* REQUIREMENT 1
Answer these questions from the excerpt on collectivism:
(a) What does the excerpt say subjugation requires?
(b) How many pages does the excerpt give for Witness?
(c) What single sentence did Marx say sums up the theory of the Communists?
* REQUIREMENT 2
Transcribe the portion of the excerpt on collectivism starting with "Following Marx's doctrine, Communism" and going on through "other than fascism.".

*** PAGE EXCERPT ***

The modern world has nothing better than this [labor / work / struggle] to give us. Its vision of comfort without effort, pleasure without the pain of creation, life sterilized against even the thought of death, rationalized so that every intrusion of mystery is felt as a betrayal of the mind, life mechanized and standardized — that is not for us. We do not believe that it makes for happiness from day to day. We fear that it means catastrophe in the end. We fear it if only because standardization leads to regimentation, and because the regimentation that men distrust in their politics is a reflection of the regimentation that they welcome unwittingly in their daily living. 
Subjugation requires regimentation. By rejecting unnecessary centralized standardization, regulation and regimentation wherever it arises, whether in school lunches, or education, or health care, or minimum wage, or economic affairs, we can preserve liberty and thwart the progression of Communism.
Cast Off Collectivism
Possibly my favorite quote from the entire 799 pages of Witness is this: "Fascism (whatever softening name the age of euphemism chooses to call it by) is inherent in every collectivist form" .
Whether voluntary or compulsory, collectivism is the consolidation of property — and consequently, of power — into the hands of a relative few. Every student of history knows that "power corrupts, and absolute power corrupts absolutely", and in no system of government is that more readily apparent than in the Communist.
Karl Marx proclaimed in his Communist Manifesto that "the theory of the Communists may be summed up in the single sentence: Abolition of private property."
Following Marx's doctrine, Communism consolidated tremendous amounts of property and power into the hands of relatively few men in the 20th century (among them, Lenin, Stalin, Mao, Pol Pot), and every last one of them abused that power, abolished basic human rights and dignity, and ruled with blood and horror. We are fools if we believe that collectivism — "whatever softening name [our] age of euphemism chooses to call it by" — will produce a result other than fascism.

*** End of PAGE EXCERPT ***
*** DATA PROVIDED ***

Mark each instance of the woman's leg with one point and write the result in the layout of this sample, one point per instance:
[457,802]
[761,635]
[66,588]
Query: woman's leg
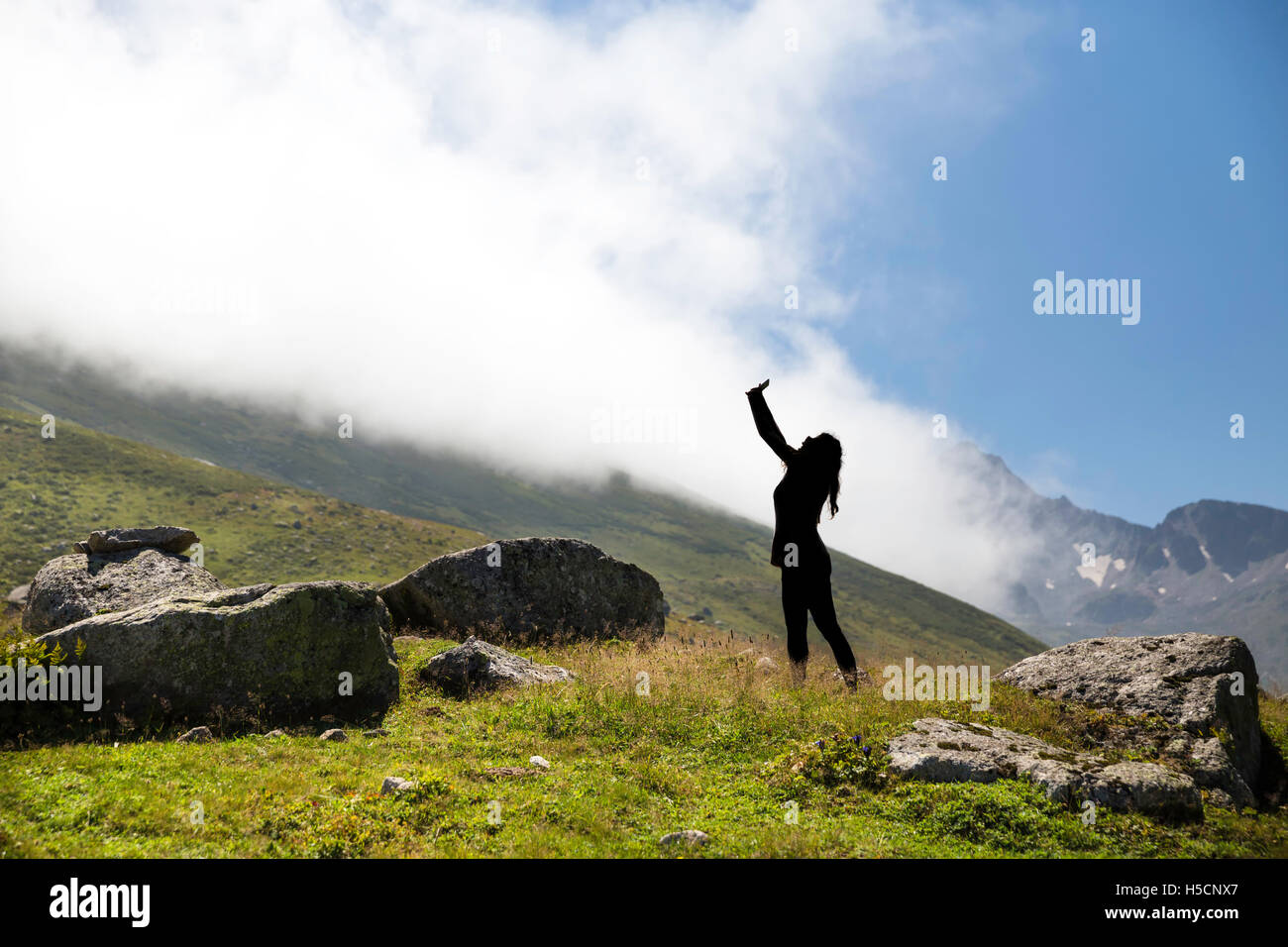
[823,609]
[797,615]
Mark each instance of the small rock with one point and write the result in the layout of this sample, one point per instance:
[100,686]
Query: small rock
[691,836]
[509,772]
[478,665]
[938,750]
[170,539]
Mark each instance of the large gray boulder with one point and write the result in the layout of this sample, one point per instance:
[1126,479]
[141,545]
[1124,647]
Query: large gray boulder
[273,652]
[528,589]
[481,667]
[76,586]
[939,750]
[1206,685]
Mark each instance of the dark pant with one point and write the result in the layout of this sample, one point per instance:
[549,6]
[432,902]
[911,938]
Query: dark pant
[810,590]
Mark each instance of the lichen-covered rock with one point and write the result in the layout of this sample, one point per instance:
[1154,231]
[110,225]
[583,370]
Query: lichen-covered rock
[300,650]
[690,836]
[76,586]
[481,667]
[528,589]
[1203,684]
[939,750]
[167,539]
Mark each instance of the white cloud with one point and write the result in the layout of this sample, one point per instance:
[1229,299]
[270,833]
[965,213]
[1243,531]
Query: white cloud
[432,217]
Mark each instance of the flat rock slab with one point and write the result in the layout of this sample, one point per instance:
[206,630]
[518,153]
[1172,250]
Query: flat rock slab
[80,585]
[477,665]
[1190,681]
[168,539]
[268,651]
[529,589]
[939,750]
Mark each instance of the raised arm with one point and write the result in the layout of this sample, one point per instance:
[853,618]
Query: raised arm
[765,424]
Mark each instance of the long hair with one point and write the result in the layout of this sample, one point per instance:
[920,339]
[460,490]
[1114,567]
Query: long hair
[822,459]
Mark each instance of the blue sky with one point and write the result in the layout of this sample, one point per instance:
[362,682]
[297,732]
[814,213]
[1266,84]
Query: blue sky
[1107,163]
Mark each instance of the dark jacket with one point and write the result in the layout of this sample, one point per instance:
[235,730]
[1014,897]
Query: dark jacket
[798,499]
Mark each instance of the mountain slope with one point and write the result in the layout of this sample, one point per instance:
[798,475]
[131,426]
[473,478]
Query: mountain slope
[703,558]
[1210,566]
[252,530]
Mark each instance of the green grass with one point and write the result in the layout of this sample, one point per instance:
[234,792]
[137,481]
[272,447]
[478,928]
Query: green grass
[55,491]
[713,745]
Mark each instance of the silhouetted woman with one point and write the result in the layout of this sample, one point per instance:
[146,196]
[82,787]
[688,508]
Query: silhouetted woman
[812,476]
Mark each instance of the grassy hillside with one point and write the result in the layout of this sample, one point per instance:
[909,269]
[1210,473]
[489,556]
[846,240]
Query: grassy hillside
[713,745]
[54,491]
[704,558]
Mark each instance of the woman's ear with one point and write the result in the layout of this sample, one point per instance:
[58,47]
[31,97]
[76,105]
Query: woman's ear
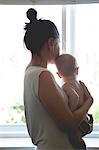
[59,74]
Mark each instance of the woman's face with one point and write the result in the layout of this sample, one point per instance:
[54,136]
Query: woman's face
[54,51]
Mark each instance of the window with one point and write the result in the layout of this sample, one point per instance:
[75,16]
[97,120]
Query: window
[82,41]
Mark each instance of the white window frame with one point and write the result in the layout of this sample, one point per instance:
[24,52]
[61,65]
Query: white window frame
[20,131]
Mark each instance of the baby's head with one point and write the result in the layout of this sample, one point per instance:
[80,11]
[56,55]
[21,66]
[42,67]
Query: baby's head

*** End of DATA PROVIDED ***

* YOUR RESPONSE 1
(a) Regimentation.
(b) 799 pages.
(c) "Abolition of private property."

* YOUR RESPONSE 2
Following Marx's doctrine, Communism consolidated tremendous amounts of property and power into the hands of relatively few men in the 20th century (among them, Lenin, Stalin, Mao, Pol Pot), and every last one of them abused that power, abolished basic human rights and dignity, and ruled with blood and horror. We are fools if we believe that collectivism — "whatever softening name [our] age of euphemism chooses to call it by" — will produce a result other than fascism.